Luke 11: 5-13
Mal 3:13-20b / Psa 1:1-4,6
If you then, though you are evil, know how to give good gifts to your children, how much more will your Father in heaven give the Holy Spirit to those who ask him!
What supplication could be denied
When prayed in humble submission?
His Holy Spirit will provide
For God is full of compassion.
Then Jesus said to them, “Suppose one of you has a friend, and he goes to him at midnight and says, ‘Friend, lend me three loaves of bread, because a friend of mine on a journey has come to me, and I have nothing to set before him.’ Then the one inside answers, ‘Don’t bother me. The door is already locked, and my children are with me in bed. I can’t get up and give you anything.’ I tell you, though he will not get up and give him the bread because he is his friend, yet because of the man’s boldness he will get up and give him as much as he needs. So I say to you: Ask and it will be given to you; seek and you will find; knock and the door will be opened to you. For everyone who asks receives; he who seeks finds; and to him who knocks, the door will be opened. Which of you fathers, if your son asks for a fish, will give him a snake instead? Or if he asks for an egg, will give him a scorpion? If you then, though you are evil, know how to give good gifts to your children, how much more will your Father in heaven give the Holy Spirit to those who ask him!” (Luke 11:5-13)
Those who were listening to the story of Jesus could relate to the dire predicament of the man who was visited by a friend who had come from a long journey. He had to find bread for his visitor at any cost, because failing to show hospitality to his weary visitor was like giving in to a great failing and a disgraced reputation. That was why he was willing to go to shameless lengths – waking up his neighbor and his whole household at midnight – to beg for bread! Even up to the present time, the people in the Middle East, especially in Israel, are still noted for their special brand of hospitality. They believe that they will receive a greater blessing for opening their homes to travelers, especially visitors from a foreign land.

Stored dataset records
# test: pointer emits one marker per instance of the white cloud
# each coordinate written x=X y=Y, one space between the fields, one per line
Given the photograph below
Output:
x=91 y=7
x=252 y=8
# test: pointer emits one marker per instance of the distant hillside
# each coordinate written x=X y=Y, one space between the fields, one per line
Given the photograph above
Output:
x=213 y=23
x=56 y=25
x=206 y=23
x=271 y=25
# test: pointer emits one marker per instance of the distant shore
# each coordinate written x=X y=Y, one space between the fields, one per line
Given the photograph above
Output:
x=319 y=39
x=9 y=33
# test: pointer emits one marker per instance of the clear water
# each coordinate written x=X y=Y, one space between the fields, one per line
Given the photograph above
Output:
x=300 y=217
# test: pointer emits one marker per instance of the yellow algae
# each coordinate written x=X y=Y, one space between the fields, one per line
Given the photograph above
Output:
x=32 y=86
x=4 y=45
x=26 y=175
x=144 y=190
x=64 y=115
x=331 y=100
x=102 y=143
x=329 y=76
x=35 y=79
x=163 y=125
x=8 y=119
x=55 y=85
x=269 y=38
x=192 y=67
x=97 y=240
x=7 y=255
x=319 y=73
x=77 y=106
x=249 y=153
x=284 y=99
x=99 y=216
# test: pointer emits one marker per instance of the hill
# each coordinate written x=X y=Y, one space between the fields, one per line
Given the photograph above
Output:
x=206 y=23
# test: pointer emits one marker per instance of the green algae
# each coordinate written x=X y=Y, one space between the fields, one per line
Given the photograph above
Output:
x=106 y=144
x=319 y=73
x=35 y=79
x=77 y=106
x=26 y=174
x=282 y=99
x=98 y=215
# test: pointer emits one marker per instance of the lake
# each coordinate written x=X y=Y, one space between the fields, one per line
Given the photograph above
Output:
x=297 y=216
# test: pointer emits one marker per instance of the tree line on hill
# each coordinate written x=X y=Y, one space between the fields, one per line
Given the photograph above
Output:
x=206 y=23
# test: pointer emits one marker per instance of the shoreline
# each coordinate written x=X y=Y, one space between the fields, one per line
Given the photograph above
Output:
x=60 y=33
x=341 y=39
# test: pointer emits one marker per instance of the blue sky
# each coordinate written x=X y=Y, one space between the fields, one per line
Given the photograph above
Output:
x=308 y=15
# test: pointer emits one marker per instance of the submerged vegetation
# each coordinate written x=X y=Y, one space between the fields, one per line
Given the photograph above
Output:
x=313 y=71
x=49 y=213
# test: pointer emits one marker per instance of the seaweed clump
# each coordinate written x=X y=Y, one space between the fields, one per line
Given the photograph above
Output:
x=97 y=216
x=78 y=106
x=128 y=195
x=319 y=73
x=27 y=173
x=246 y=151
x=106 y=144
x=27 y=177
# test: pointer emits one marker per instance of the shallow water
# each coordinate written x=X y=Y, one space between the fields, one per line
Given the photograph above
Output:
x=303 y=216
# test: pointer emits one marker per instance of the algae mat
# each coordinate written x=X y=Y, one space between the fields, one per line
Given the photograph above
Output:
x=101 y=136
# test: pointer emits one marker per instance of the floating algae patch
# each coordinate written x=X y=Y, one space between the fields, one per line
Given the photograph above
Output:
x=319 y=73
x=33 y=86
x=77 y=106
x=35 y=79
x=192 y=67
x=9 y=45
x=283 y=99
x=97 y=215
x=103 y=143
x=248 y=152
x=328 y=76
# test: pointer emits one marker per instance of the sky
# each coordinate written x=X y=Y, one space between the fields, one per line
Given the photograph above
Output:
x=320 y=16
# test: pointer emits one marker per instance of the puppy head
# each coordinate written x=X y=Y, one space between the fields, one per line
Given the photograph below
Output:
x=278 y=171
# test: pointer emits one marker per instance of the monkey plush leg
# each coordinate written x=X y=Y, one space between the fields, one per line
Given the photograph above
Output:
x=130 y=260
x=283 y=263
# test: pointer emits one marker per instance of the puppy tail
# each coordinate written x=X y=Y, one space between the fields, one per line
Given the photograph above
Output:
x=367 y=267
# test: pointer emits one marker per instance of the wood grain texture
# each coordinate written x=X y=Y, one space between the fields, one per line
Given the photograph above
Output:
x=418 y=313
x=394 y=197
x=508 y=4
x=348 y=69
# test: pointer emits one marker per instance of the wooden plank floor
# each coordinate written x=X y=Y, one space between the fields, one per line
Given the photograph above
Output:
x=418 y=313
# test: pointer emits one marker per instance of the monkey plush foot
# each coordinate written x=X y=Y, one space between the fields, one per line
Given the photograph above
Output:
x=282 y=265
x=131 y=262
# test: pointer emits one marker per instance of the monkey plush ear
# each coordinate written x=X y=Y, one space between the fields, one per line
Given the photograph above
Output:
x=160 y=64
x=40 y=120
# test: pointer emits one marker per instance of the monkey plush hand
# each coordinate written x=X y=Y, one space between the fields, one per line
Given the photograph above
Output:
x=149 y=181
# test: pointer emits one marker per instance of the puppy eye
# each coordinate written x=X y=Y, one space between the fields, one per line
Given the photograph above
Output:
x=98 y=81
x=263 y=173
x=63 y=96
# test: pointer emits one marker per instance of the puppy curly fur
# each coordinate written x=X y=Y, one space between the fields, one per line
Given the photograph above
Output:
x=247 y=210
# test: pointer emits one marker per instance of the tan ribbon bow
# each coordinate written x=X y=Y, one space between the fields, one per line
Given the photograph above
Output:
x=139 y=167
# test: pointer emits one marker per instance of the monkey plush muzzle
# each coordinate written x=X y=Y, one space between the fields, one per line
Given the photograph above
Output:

**WORK TO COMPLETE**.
#1 Print the part of the Luke 11 reflection that starts at "Luke 11: 5-13" and ends at "full of compassion.".
#2 Answer these questions from the Luke 11 reflection:
(a) How many loaves of bread does the man ask his friend to lend him?
(b) What does the passage say a father would not give his son who asks for an egg?
(c) Which people are still noted for their special brand of hospitality?
The records can be left aside, since nothing here depends on them.

**RESPONSES BY TASK**.
#1
Luke 11: 5-13
Mal 3:13-20b / Psa 1:1-4,6
If you then, though you are evil, know how to give good gifts to your children, how much more will your Father in heaven give the Holy Spirit to those who ask him!
What supplication could be denied
When prayed in humble submission?
His Holy Spirit will provide
For God is full of compassion.

#2
(a) Three loaves.
(b) A scorpion.
(c) The people in the Middle East, especially in Israel.